# Task objective:
Where a line in the material below has the string "cabin", please report it.

# The input:
▽

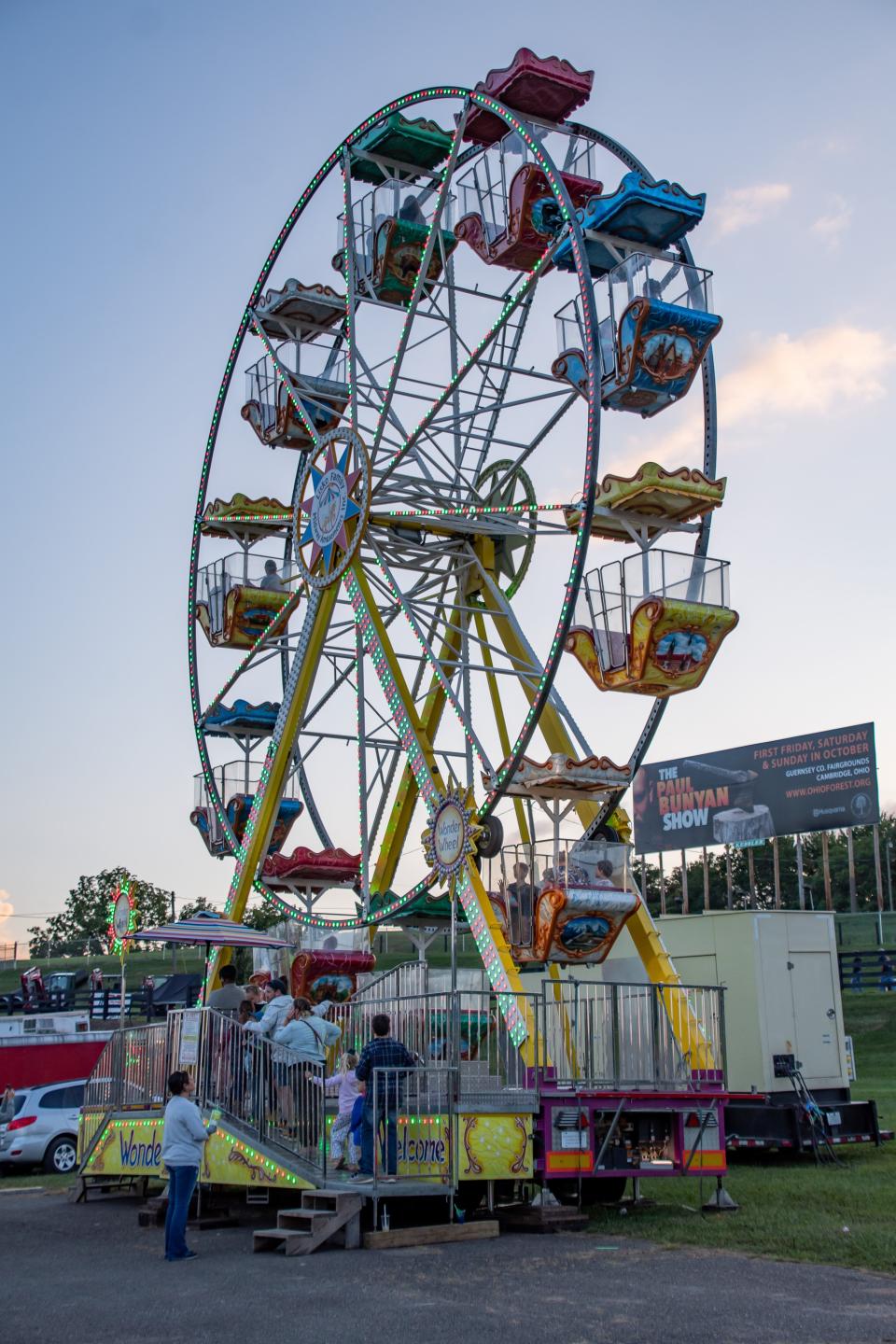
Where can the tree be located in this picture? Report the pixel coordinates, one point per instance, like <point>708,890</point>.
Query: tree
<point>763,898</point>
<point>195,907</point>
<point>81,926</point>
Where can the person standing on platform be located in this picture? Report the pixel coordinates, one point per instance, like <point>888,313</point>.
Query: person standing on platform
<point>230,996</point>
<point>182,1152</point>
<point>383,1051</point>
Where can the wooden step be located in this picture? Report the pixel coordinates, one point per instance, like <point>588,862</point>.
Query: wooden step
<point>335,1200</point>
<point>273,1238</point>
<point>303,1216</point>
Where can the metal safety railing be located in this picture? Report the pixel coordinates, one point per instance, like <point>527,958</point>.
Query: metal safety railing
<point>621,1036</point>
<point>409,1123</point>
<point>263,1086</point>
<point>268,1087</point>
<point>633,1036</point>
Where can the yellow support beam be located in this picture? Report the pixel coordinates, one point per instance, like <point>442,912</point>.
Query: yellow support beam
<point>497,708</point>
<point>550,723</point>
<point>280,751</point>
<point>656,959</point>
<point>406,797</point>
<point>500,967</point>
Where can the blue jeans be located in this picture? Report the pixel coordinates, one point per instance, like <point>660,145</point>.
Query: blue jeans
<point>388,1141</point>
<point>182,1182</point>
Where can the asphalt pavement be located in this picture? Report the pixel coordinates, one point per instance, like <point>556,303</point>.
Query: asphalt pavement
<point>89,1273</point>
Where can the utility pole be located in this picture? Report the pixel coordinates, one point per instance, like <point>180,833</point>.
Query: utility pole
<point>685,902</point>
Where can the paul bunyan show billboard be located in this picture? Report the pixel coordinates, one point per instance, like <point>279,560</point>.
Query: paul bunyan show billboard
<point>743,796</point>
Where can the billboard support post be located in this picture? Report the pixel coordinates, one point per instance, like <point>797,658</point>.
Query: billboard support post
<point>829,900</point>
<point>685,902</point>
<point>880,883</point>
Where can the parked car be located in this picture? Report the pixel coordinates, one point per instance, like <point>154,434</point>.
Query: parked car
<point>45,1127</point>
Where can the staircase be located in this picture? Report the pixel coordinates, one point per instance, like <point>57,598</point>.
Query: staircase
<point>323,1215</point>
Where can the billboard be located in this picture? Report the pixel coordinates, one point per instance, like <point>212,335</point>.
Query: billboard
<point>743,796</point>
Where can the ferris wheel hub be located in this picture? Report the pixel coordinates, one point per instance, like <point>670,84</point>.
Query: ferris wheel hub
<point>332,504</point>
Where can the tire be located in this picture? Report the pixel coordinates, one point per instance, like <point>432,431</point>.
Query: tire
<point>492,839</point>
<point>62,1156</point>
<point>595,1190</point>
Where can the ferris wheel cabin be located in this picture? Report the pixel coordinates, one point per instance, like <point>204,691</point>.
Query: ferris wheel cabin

△

# Result of this task:
Where can the ferris wheel cabin be located in this picture? Report the pixel coordinates, one point per instance, like <point>204,691</point>.
Query: ferris wheel cabin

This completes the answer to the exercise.